[Point localization data]
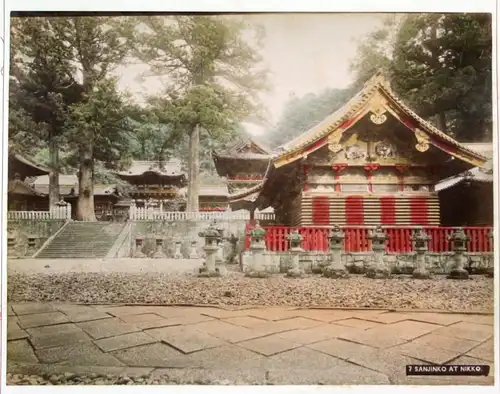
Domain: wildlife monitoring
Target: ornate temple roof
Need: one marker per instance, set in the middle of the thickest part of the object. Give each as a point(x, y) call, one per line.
point(25, 167)
point(208, 191)
point(376, 91)
point(476, 174)
point(247, 149)
point(359, 106)
point(171, 168)
point(67, 183)
point(19, 187)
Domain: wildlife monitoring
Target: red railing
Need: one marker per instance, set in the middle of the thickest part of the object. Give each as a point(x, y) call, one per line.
point(356, 240)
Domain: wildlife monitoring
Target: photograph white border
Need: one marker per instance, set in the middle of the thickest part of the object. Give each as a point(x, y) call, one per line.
point(245, 6)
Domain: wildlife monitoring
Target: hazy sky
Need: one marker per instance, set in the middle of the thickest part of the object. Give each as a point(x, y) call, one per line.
point(305, 53)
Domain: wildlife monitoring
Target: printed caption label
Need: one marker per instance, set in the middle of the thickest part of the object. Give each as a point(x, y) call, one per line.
point(449, 370)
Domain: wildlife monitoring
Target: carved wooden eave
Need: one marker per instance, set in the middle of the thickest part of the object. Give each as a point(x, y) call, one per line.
point(248, 151)
point(377, 99)
point(476, 174)
point(25, 167)
point(251, 193)
point(18, 187)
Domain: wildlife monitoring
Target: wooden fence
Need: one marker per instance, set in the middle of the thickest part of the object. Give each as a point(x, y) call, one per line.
point(356, 239)
point(151, 214)
point(62, 212)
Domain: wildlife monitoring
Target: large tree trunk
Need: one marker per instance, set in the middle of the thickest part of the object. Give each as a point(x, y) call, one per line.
point(54, 172)
point(85, 210)
point(194, 171)
point(441, 122)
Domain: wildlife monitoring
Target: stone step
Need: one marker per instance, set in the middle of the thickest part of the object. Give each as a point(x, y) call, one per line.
point(81, 240)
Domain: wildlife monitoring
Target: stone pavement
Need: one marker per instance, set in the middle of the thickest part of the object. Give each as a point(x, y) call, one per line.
point(274, 345)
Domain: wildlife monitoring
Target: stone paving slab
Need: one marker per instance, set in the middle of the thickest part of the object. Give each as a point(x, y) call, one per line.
point(145, 317)
point(484, 351)
point(124, 341)
point(269, 345)
point(247, 345)
point(348, 374)
point(185, 338)
point(42, 319)
point(157, 355)
point(446, 343)
point(84, 316)
point(358, 323)
point(378, 337)
point(443, 319)
point(227, 357)
point(466, 330)
point(426, 353)
point(16, 334)
point(10, 311)
point(58, 335)
point(29, 308)
point(233, 376)
point(315, 334)
point(84, 353)
point(340, 348)
point(107, 328)
point(303, 358)
point(21, 350)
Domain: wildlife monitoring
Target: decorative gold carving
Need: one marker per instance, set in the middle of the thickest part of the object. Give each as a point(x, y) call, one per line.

_Work required_
Reproduce exactly the entries above, limited to the lines from the one with "Target: red railing" through the one with "Target: stone step", both included.

_Answer box_
Target: red railing
Need: one marker per instance, set in the middle of the thickest part of the object. Give each as a point(x, y) call, one per line.
point(356, 240)
Domain: wildlife monitoring
Target: photograph white border
Need: one marker per instance, set in the middle of the thickest part of the object. Give each as a point(x, y) call, one per line.
point(245, 6)
Domain: wildlife monitoring
Target: hazy sky
Need: one marker per instance, set in the middle of the thickest part of the object. Give each as a point(x, y) call, one per line.
point(305, 53)
Domain: wildlife monitoring
Target: printed caption label
Need: one marker per instance, set in the middle of the thickest part of the object. Give each as a point(x, y) call, one per line.
point(449, 370)
Domain: wildlife monitoring
Target: carved wooden eave
Need: one marker per instance, set in the middle of the thickest part of the object. Give each as a point(x, y) call, one per line.
point(248, 151)
point(377, 99)
point(476, 174)
point(25, 167)
point(251, 193)
point(18, 187)
Domain: wildlife monitoring
Target: wooden fence
Need: one marker per instance, set in the middle of the thickest part of the object. Give each as a point(x, y) call, one per line.
point(356, 239)
point(151, 214)
point(62, 212)
Domain: wildlife monitoring
Target: large tree trunk
Need: one marker per instance, set in the middle of the thickest part of the object. Give each as a point(x, y) call, one per line.
point(54, 172)
point(85, 210)
point(194, 171)
point(441, 122)
Domain: wildlife monitoring
Target: stone step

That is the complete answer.